GIVEN RECORDS
__________________________________________________
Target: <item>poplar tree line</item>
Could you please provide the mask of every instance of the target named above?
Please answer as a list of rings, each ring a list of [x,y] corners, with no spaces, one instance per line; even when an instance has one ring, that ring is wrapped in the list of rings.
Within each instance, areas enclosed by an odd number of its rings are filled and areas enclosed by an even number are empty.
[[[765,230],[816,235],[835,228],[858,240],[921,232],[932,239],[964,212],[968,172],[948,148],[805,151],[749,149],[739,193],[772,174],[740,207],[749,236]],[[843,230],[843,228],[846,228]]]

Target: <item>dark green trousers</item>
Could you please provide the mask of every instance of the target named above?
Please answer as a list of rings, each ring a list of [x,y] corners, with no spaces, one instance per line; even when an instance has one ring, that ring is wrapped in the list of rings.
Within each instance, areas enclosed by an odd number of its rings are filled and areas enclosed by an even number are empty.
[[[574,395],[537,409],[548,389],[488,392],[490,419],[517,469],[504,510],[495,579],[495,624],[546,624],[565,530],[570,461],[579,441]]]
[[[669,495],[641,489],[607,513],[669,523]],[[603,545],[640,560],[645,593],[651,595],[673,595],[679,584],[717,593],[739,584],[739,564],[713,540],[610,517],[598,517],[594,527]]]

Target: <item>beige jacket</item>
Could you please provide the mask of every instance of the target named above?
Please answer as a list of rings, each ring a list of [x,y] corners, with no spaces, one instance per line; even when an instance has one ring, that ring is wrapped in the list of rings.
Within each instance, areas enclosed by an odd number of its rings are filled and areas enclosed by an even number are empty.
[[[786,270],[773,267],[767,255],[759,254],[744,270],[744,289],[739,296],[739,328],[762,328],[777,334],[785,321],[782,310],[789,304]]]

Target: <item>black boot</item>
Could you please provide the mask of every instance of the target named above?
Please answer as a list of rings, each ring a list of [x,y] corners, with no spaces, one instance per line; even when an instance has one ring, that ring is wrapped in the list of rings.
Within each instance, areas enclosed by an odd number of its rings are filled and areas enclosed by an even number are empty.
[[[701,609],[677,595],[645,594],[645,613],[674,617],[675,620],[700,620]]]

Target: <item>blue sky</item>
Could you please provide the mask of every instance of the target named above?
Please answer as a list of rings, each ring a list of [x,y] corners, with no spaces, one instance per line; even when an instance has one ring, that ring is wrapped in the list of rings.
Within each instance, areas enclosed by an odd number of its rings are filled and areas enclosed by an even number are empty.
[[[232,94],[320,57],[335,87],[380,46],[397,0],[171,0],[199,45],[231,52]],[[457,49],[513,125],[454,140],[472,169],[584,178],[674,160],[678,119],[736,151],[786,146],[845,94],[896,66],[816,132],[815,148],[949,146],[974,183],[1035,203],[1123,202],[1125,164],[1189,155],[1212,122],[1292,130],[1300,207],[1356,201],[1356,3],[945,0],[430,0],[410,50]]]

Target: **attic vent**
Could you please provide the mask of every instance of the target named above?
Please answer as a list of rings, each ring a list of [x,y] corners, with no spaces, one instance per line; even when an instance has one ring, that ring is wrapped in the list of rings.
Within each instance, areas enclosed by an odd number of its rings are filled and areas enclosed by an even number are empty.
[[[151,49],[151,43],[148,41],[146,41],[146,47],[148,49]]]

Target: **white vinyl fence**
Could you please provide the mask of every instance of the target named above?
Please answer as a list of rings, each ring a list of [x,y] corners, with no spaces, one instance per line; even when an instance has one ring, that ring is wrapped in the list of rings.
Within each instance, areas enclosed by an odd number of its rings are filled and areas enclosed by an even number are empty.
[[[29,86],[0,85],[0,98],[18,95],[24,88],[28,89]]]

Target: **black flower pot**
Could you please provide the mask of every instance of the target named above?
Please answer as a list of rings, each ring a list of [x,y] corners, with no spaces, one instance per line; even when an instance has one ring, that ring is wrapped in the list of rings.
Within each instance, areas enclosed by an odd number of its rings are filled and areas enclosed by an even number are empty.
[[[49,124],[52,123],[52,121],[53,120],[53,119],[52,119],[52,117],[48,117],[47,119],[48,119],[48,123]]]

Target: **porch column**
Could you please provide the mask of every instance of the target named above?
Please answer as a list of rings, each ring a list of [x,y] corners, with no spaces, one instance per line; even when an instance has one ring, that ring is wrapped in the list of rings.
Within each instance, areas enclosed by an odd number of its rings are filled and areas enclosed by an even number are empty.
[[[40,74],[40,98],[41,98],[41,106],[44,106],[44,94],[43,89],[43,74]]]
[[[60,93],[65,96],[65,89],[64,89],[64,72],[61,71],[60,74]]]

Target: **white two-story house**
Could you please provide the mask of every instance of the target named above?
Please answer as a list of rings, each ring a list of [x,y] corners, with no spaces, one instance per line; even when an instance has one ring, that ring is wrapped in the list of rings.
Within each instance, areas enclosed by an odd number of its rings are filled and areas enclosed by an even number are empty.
__________________________________________________
EXERCISE OBJECTIVE
Turn every line of the items above into a numbered list, leaving out the blank lines.

SOLVED EXERCISE
1. Target: <item>poplar tree line</item>
2. Could you please provide the mask of every instance of the target named above?
3. Please answer as a list of rings, each ring a list of [x,y] corners, with no spaces, one instance per line; even when an instance has one ring, that ring is wrapped in the list of rings.
4. Within each instance, areas enclosed by an odd number of its rings are filled and areas enclosed by an even number are empty.
5. [[[765,230],[816,235],[835,228],[858,240],[921,232],[932,239],[964,212],[968,172],[948,148],[805,151],[749,149],[739,193],[772,174],[740,207],[749,236]],[[843,230],[843,228],[846,228]]]
6. Target: <item>dark green trousers</item>
7. Could you please provide the mask of every instance of the target named above?
8. Please answer as a list of rings, each ring a list of [x,y] corners, with no spaces, one instance per line; even when an instance has one ring, that ring is wrapped in the list of rings.
9. Within each instance, areas enclosed by an odd number of its rings are filled and areas enclosed by an even number are empty.
10. [[[574,395],[537,409],[548,389],[488,392],[490,419],[517,469],[504,510],[495,579],[495,624],[546,624],[565,530],[570,461],[579,441]]]
11. [[[669,495],[641,489],[607,513],[669,523]],[[603,545],[640,560],[645,593],[651,595],[673,595],[679,584],[717,593],[739,584],[739,564],[713,540],[610,517],[598,517],[594,527]]]
12. Target: <item>beige jacket</item>
13. Could you please provide the mask of every instance of the target named above?
14. Please answer as a list of rings, each ring a list of [x,y] corners, with no spaces, one instance per line; even when an instance has one ring, that ring is wrapped in the list of rings.
15. Within each instance, areas enclosed by an odd number of its rings are filled and areas enclosed by an even number are empty.
16. [[[786,270],[773,267],[767,255],[759,254],[744,270],[744,289],[739,296],[739,328],[762,328],[777,334],[785,321],[782,310],[789,304]]]
17. Target: <item>black boot</item>
18. Could you please provide the mask of every instance of the target named above?
19. Please answer as a list of rings, each ring a list of [x,y] corners, with no spaces, one instance per line; even when an instance has one ring, that ring is wrapped in the list of rings.
20. Within each instance, areas enclosed by an odd number of its rings are filled and areas enclosed by an even number are empty.
21. [[[701,609],[677,595],[645,594],[645,613],[674,617],[675,620],[700,620]]]
22. Target: <item>blue sky</item>
23. Could you please provide the mask of every instance of the target named above?
24. Please answer as a list of rings, each ring a list of [x,y] corners, with no spaces, one instance per line; even when an instance has one ring, that ring is wrapped in the list of rings.
25. Within each instance, areas enclosed by an odd number of its rings are filled and areas enclosed by an even number are empty.
26. [[[232,94],[320,57],[335,87],[380,46],[397,0],[171,0],[199,45],[231,52]],[[457,49],[513,125],[454,140],[472,169],[584,178],[674,160],[678,119],[736,151],[786,146],[845,94],[896,66],[816,132],[815,148],[949,146],[974,183],[1035,203],[1123,202],[1125,164],[1189,155],[1212,122],[1292,130],[1300,207],[1356,201],[1356,3],[945,0],[430,0],[410,50]]]
27. Target: **attic vent**
28. Could you please provide the mask of every instance of the target named above?
29. Please answer as a list of rings, each ring a list of [x,y] corners, with no spaces, one instance per line; even when an instance has one ring, that ring is wrapped in the list of rings.
30. Within each instance, areas enclosed by an odd number of its rings are filled and areas enclosed by an even number are empty.
31. [[[151,49],[151,43],[148,41],[146,41],[146,47],[148,49]]]
32. Target: **white vinyl fence**
33. Could you please provide the mask of every instance of the target named above?
34. Please answer as a list of rings, each ring a list of [x,y] corners, with no spaces, one instance per line; even when an instance has one ring, that ring is wrapped in the list of rings.
35. Within each instance, areas enclosed by an odd number of its rings are filled and areas enclosed by an even number are empty.
36. [[[29,86],[0,85],[0,98],[18,95],[24,88],[28,89]]]
37. Target: **black flower pot**
38. Could you please provide the mask of every instance of the target named above?
39. Please answer as a list of rings, each ring a list of [x,y] corners, with no spaces, one instance per line; even when an instance has one ring, that ring is wrapped in the list of rings.
40. Within each instance, areas enclosed by an odd number of its rings are filled and areas enclosed by an even number are empty.
41. [[[49,124],[52,123],[52,121],[53,120],[53,119],[52,119],[52,117],[48,117],[47,119],[48,119],[48,123]]]
42. Target: **porch column**
43. Could you please provide the mask of every instance of the target named above?
44. Please answer as a list of rings, each ring a list of [x,y] corners, with no spaces, one instance per line; even when an instance has one ring, that ring is wrapped in the list of rings.
45. Within each instance, areas enclosed by an odd number of its rings are filled and areas enclosed by an even number are empty.
46. [[[40,74],[40,98],[41,98],[41,106],[44,106],[44,94],[43,89],[43,74]]]
47. [[[60,93],[65,96],[65,89],[64,89],[64,72],[61,71],[60,74]]]
48. Target: **white two-story house**
49. Could you please provide the mask of every instance of the target named above?
50. Please answer as a list of rings, each ring a list of [x,y] corners, with no spaces, one instance per line; even when an instance has one ring, that ring is wrapped in the list of rings.
51. Within each instance, areas enclosed by an odd number of its rings are filled and areas enclosed by an even number are empty.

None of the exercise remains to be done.